Short exercise -> Extract the lines from the very start of the items through the line that contains "M 253 0 L 2 0 L 2 143 L 252 144 Z", inclusive, and reproduce them verbatim.

Stored rows ->

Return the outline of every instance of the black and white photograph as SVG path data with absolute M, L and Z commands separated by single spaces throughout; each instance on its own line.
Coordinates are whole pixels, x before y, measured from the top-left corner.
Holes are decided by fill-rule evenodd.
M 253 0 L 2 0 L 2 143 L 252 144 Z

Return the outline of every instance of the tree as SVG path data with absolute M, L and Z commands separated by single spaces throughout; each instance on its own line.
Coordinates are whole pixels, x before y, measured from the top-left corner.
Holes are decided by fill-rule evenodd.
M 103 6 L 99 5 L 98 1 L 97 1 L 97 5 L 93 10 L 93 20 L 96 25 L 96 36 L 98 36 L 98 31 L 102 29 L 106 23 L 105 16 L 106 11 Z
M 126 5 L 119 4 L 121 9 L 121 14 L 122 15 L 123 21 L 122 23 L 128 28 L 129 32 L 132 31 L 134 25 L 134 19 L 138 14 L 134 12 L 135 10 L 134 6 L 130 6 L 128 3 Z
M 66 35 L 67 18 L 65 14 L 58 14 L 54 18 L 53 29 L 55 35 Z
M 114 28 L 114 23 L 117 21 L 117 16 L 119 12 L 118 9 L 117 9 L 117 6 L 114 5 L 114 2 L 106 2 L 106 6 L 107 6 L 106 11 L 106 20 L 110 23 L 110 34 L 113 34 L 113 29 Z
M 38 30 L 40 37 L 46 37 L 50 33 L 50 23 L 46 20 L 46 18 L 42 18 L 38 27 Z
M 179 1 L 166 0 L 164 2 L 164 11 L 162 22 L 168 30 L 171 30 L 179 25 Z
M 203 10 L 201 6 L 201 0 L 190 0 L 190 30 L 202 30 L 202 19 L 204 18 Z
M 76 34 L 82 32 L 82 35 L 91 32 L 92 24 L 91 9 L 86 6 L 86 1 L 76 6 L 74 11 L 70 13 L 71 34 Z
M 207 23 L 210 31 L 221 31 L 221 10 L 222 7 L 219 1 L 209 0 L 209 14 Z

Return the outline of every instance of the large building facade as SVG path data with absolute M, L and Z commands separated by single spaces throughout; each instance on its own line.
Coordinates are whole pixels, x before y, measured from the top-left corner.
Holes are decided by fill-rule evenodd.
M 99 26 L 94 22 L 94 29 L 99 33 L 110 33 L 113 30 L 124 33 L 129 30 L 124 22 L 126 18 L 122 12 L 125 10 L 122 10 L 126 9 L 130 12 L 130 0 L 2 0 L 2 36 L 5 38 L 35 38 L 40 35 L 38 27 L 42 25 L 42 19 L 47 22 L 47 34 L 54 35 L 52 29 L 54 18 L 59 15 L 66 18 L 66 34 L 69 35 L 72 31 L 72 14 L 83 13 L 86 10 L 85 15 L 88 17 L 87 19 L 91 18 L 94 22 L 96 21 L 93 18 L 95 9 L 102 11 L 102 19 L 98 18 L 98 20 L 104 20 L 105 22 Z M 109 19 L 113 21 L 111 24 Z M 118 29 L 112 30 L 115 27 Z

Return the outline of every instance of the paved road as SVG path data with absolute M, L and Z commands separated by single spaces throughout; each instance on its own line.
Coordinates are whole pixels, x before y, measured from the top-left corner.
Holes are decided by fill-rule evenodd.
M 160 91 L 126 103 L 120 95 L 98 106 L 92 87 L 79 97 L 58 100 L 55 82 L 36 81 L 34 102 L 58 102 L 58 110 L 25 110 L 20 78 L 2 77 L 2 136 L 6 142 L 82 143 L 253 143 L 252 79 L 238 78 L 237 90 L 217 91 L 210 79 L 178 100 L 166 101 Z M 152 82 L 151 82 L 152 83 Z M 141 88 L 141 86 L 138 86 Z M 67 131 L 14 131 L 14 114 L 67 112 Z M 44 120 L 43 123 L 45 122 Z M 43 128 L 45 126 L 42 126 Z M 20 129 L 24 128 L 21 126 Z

Reply ->
Return the outline of every instance of the black and white photograph as SVG path data with absolute M, L and Z commands separated by single spaces throughout; each instance on its own line.
Coordinates are whole pixels, x before y, measured from the top-left corner.
Holes are decided by fill-rule evenodd.
M 253 0 L 2 0 L 2 143 L 252 144 Z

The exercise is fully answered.